╭─ Provided records
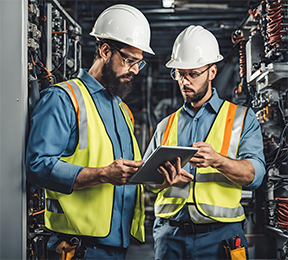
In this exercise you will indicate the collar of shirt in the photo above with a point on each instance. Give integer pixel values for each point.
(214, 102)
(93, 85)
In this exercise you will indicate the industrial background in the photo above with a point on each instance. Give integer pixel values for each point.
(46, 41)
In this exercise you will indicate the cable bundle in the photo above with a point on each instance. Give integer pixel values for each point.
(282, 212)
(274, 26)
(238, 37)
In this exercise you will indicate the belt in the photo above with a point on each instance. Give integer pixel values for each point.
(192, 228)
(88, 242)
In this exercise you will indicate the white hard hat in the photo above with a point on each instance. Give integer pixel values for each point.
(193, 48)
(125, 24)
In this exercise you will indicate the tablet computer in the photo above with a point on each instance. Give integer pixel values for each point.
(148, 174)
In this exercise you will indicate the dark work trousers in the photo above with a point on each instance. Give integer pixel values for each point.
(172, 243)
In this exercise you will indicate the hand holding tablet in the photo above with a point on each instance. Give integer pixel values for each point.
(148, 174)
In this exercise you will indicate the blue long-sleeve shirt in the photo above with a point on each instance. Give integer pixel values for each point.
(194, 128)
(54, 133)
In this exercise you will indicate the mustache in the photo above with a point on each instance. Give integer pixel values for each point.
(127, 75)
(185, 88)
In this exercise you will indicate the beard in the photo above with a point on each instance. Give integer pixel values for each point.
(198, 95)
(113, 83)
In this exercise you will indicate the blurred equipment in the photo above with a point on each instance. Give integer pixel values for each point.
(54, 55)
(263, 60)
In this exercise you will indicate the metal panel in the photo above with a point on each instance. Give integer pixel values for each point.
(13, 117)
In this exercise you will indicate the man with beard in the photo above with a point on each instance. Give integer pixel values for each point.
(82, 148)
(198, 206)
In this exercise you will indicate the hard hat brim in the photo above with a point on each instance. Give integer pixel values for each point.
(138, 46)
(188, 65)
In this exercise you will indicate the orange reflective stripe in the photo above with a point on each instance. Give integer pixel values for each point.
(130, 113)
(167, 129)
(75, 102)
(228, 128)
(243, 121)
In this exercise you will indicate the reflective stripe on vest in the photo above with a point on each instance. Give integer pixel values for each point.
(67, 213)
(216, 197)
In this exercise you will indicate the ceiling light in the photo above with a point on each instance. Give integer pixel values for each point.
(167, 3)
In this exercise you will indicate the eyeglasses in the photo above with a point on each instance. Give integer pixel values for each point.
(130, 62)
(179, 75)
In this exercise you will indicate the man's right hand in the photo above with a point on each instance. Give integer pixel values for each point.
(117, 173)
(173, 174)
(120, 171)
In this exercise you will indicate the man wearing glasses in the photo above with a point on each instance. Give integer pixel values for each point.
(82, 149)
(198, 206)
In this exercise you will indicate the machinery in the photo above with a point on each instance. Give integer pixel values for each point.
(54, 55)
(263, 57)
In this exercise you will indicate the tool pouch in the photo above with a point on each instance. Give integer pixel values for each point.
(65, 250)
(238, 253)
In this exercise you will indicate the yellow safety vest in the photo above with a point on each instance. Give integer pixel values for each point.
(88, 212)
(213, 195)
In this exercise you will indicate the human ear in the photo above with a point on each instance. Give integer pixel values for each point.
(213, 72)
(105, 51)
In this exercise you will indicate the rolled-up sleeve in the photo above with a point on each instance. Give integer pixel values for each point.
(53, 134)
(251, 148)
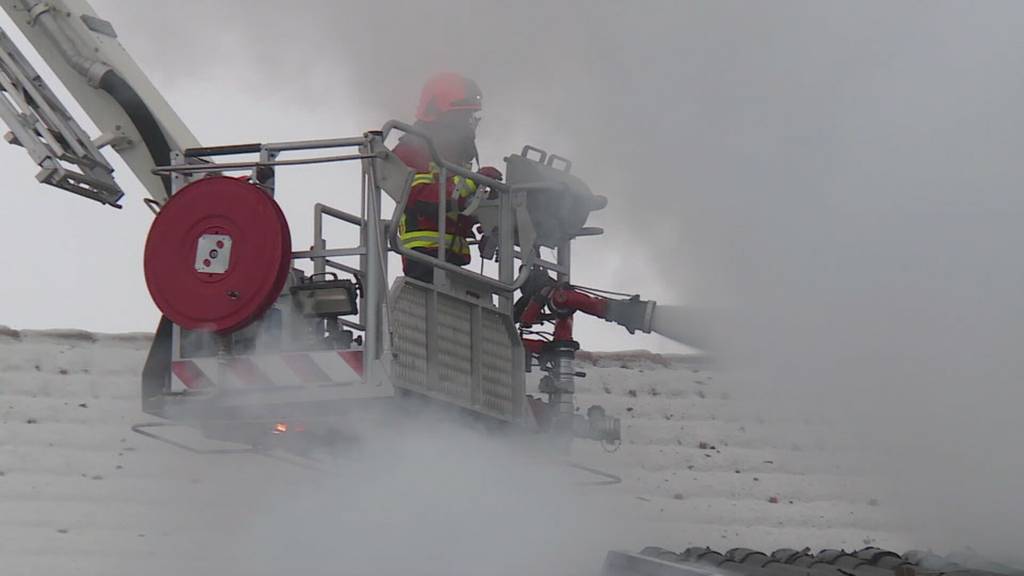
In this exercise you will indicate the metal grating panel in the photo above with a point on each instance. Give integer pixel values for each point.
(455, 348)
(410, 366)
(501, 388)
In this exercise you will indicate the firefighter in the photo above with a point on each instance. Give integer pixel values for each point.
(449, 112)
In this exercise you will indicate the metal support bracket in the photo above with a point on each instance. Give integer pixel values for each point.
(67, 156)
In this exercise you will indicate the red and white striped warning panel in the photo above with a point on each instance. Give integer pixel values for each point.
(268, 371)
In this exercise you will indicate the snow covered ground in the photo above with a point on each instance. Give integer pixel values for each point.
(81, 494)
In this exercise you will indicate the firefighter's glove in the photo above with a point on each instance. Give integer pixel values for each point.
(488, 247)
(492, 172)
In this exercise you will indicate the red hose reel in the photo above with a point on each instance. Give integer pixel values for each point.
(217, 254)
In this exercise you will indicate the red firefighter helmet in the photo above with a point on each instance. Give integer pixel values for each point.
(448, 91)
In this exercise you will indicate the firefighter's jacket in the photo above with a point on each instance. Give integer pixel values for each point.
(418, 228)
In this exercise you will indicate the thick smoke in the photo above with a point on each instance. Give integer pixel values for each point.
(842, 177)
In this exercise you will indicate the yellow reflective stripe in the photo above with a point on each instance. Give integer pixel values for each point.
(423, 178)
(428, 239)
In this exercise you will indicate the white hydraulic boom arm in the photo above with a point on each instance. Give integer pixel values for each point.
(131, 115)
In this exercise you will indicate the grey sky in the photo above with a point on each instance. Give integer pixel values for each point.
(843, 176)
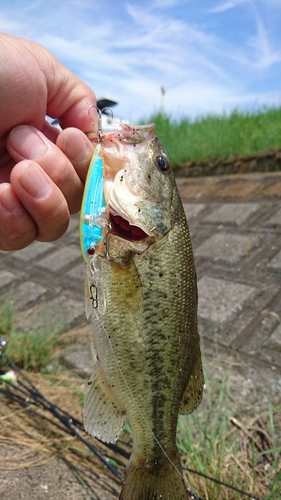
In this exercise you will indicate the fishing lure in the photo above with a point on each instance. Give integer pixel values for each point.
(93, 207)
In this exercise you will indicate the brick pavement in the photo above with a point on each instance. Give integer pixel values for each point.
(235, 224)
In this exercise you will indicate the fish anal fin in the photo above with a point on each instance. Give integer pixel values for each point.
(103, 416)
(193, 392)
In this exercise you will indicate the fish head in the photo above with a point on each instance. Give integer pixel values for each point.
(139, 186)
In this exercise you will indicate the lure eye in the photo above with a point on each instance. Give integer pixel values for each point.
(162, 164)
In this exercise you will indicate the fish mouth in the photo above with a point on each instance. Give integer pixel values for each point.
(122, 228)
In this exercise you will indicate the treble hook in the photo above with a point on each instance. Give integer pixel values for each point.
(100, 133)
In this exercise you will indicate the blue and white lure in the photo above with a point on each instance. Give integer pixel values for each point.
(93, 207)
(94, 226)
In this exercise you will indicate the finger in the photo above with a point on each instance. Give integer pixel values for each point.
(78, 148)
(17, 228)
(42, 199)
(26, 142)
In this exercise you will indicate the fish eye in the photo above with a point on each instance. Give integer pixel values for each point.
(162, 164)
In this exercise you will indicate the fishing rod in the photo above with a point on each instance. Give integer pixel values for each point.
(27, 395)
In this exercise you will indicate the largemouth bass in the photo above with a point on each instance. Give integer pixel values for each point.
(142, 295)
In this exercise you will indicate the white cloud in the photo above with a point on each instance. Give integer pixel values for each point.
(137, 47)
(266, 55)
(229, 4)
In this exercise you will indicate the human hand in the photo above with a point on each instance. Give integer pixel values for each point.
(42, 171)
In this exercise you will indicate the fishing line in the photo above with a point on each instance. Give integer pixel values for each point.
(135, 401)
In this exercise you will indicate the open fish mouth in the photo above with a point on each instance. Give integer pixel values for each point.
(122, 228)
╰─
Goal: Revise every entry above, changing "indicate" to "mark" and keeping everything else the same. Leave out the pictures.

Complete response:
In this exercise you will mark the collar of shirt in the photo above with a point on each instance. Give integer pixel values for each point.
(214, 102)
(93, 85)
In this exercise you will mark the industrial background in the photo above with a point on each instance. Give integer pixel values for each point.
(46, 41)
In this exercise you will mark the cable bundle in the photo above with a point on each instance. Give integer pixel values for each point.
(282, 212)
(274, 26)
(238, 37)
In this exercise you will mark the belt in the photo above with a point on each instance. Give integer pixel values for each point.
(192, 228)
(88, 242)
In this exercise you will mark the white hard hat in the photo above with a point on each instance. Give integer pixel values for each point.
(193, 48)
(125, 24)
In this exercise you will mark the tablet computer in the photo above with a point on each instance. Give integer pixel values for each point.
(148, 174)
In this exercise you will mark the dark work trousers in the photo above with a point on each instance. Give integer pixel values for each point.
(172, 243)
In this exercise you will mark the hand holding tablet in the photo above with a point on each instance. Give integer pixel values for each point.
(148, 174)
In this exercise you will mark the blue long-sleeve shirt in the photo above with a point on each instance. Give integer pixel values for each point.
(194, 128)
(54, 133)
In this exercise you will mark the mustache in the photo above with a point on each instance. Give integer pixel values for each point.
(127, 75)
(185, 88)
In this exercise you will mark the beard in the photo above with a point on each instance. Give integer pixel values for each point.
(198, 95)
(113, 83)
In this exercise you will mark the blurred equipment in the photo above with a point on each instance. Give integer pixel values for each point.
(54, 55)
(263, 60)
In this exercise you will mark the metal panel in the photo above with a point on each instance. Give integer pixel values for each point.
(13, 117)
In this exercise you will mark the man with beard in the photo above with a point on each instance. Give integer pixel values for each point.
(82, 148)
(198, 206)
In this exercise you will mark the hard hat brim in the photo above with a point on each instance. Give integer pixel values for each point.
(138, 46)
(188, 65)
In this exercise you will mark the orange reflective stripe in the photo above with a point on each instance. Give integer pixel values for each point.
(130, 113)
(167, 129)
(75, 102)
(228, 128)
(243, 121)
In this exercise you will mark the reflective stripe on vest in the photo above with a point on each instance. Give integer pixel values for each point.
(67, 213)
(216, 197)
In this exercise you will mark the ceiling light in the photo above with a point on each instance. Give integer pixel values for each point.
(167, 3)
In this exercise you will mark the eyeglasses in the photo above with a point on each instance. Give integer pixel values for each point.
(130, 62)
(179, 75)
In this exercise you will mark the man's right hand in the photo above with a point on each instance. Give integer pixel values for each point.
(117, 173)
(173, 174)
(120, 171)
In this exercise you will mark the man wearing glasses in the photo above with a point on each instance. Give integer pixel values for each point.
(82, 149)
(198, 206)
In this exercise you will mark the machinery in the photo above with a point on each instance. Give integer pixel values for each point.
(54, 55)
(263, 57)
In this exercise you will mark the tool pouch in the photo above with a point on each instance. Give integer pixel values for each point.
(65, 250)
(238, 253)
In this exercise you will mark the yellow safety vest in the photo above with a point on each instance. Give integer pixel values for each point.
(88, 212)
(213, 195)
In this exercise you will mark the human ear in the photo above with a point on each instance. Give integer pixel values for each point.
(213, 72)
(105, 51)
In this exercise you will mark the rolled-up sleeve in the photo above with a point on each instance. Give integer pixel values for each point.
(53, 134)
(251, 148)
In this exercise you will mark the metal grating panel in the photo above with a point on each instance. Give integer pixel values for each point.
(455, 348)
(410, 366)
(501, 388)
In this exercise you will mark the firefighter in the photo above with a point on each instance. Give integer pixel values for each point.
(449, 112)
In this exercise you will mark the metal support bracket in the photo above with a point on each instance. Give integer pixel values for each point.
(67, 156)
In this exercise you will mark the red and white striped warning panel in the photo above with a point on each instance. Give integer pixel values for each point.
(268, 371)
In this exercise you will mark the snow covered ground in the photo above with a point on each instance. Give integer pixel values for each point.
(81, 494)
In this exercise you will mark the firefighter's glove in the photo above with a point on each instance. Give integer pixel values for each point.
(488, 247)
(492, 172)
In this exercise you will mark the red hose reel in the photo above with a point on each instance. Give integer pixel values for each point.
(217, 254)
In this exercise you will mark the red firefighter helmet in the photo above with a point on each instance. Give integer pixel values for each point.
(448, 91)
In this exercise you will mark the firefighter's jacket in the photo above with a point on each instance. Give integer pixel values for each point.
(418, 228)
In this exercise you will mark the thick smoke in the photo above with a point on each instance. Give integer pixel values for each point.
(842, 177)
In this exercise you will mark the yellow reflective stripe in the photo above with a point on each instance. Give integer pixel values for each point.
(423, 178)
(428, 239)
In this exercise you will mark the white hydraulic boom arm in the photo above with a point on each instance. Give integer pixel values for each point.
(131, 115)
In this exercise you will mark the grey sky in the photo above with a point on each instance. Give integer pixel values for each point.
(843, 176)
In this exercise you will mark the fishing lure in the photo above with a point on each instance. Give integer pixel values for each point.
(93, 207)
In this exercise you will mark the brick pavement in the photo above with a point on each instance. Give integer pixel values for each point.
(235, 224)
In this exercise you will mark the fish anal fin in the photo above with a point on each instance. Give integer pixel values for each point.
(103, 416)
(193, 392)
In this exercise you will mark the fish head in the photo above with a point on each instance. Give integer pixel values for each point.
(139, 186)
In this exercise you will mark the lure eye in the photo above with a point on each instance. Give integer pixel values for each point.
(162, 164)
In this exercise you will mark the fish mouth in the photo above with a point on each instance. Give integer pixel values for each point.
(122, 228)
In this exercise you will mark the treble hook in the photo above with a point on each instance. Give integer pixel values for each point.
(100, 133)
In this exercise you will mark the blue and white lure in the photo above with a point on each instance. Give integer pixel values for each point.
(93, 207)
(94, 226)
In this exercise you will mark the finger in the photo above with a point on each instance. Give integer pixel values for each point.
(78, 148)
(17, 228)
(42, 199)
(26, 142)
In this exercise you will mark the fish eye in the photo above with a point on each instance. Give integer pixel values for each point.
(162, 164)
In this exercise you will mark the fishing rod in the photo above with a point on each instance. Give integer pixel values for each point.
(27, 395)
In this exercise you will mark the largemouth bass in the photo above with a point on each instance. Give integer pixel values for each point.
(142, 295)
In this exercise you will mark the white cloud in the photo above with a point on each instance. Give integer pixel values for each point.
(137, 47)
(266, 55)
(229, 4)
In this exercise you will mark the human hand in the photo above with a point on each instance. Give integer pixel values for each point.
(42, 171)
In this exercise you will mark the fishing line in the photo above with a point on each instance. Give integer pixel values for each point.
(135, 401)
In this exercise you will mark the open fish mouth in the photo above with a point on each instance. Give integer pixel values for each point.
(122, 228)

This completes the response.